**DATA IN THIS EXERCISE:**
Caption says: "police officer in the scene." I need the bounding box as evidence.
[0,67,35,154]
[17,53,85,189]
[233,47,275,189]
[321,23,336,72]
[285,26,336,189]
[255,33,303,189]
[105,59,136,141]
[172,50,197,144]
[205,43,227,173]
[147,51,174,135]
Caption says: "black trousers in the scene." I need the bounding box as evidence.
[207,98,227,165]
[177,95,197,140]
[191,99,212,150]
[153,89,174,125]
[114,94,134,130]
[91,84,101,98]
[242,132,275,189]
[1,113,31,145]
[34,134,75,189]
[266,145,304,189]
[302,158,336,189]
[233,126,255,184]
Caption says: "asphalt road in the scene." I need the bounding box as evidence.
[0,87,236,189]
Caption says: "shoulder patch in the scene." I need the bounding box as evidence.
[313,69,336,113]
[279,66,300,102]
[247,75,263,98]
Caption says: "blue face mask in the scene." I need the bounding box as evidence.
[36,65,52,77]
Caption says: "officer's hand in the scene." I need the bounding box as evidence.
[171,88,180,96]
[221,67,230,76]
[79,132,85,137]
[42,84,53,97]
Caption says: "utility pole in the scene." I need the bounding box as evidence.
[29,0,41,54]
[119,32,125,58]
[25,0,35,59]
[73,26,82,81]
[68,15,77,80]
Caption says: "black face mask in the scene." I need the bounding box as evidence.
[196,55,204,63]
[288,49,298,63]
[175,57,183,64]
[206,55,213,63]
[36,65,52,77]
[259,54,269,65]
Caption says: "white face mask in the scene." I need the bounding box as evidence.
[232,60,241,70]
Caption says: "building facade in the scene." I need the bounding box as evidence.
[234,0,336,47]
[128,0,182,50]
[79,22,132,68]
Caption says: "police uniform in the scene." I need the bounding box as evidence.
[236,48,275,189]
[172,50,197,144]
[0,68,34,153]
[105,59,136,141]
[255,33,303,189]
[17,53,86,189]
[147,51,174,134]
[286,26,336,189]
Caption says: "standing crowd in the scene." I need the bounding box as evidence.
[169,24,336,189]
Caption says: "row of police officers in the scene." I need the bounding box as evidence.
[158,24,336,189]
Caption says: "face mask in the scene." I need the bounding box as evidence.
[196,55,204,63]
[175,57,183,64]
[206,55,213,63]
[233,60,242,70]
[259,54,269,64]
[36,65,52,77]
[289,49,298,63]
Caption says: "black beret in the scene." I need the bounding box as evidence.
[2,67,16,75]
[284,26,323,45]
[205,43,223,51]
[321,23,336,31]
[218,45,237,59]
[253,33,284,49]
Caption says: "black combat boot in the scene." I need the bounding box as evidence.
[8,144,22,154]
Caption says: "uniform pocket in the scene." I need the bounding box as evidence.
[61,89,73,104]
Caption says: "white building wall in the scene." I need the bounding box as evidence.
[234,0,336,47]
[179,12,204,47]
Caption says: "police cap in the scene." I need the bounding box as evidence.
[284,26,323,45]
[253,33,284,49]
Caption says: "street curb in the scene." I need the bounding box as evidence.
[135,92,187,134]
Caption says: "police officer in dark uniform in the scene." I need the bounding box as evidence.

**WORK TO COMPLETE:** Please list every line in the listing above that contains the word "black".

**THE SOLUTION:**
Caption says: "black trousers in the scene." I need the bounding box as evidence.
Caption says: "black face mask in the scene." I need the bounding box as evidence.
Caption says: "black beret in the scene." I need the bounding box as evidence.
Caption says: "black combat boot in the scene." I need the bounding box as evidence.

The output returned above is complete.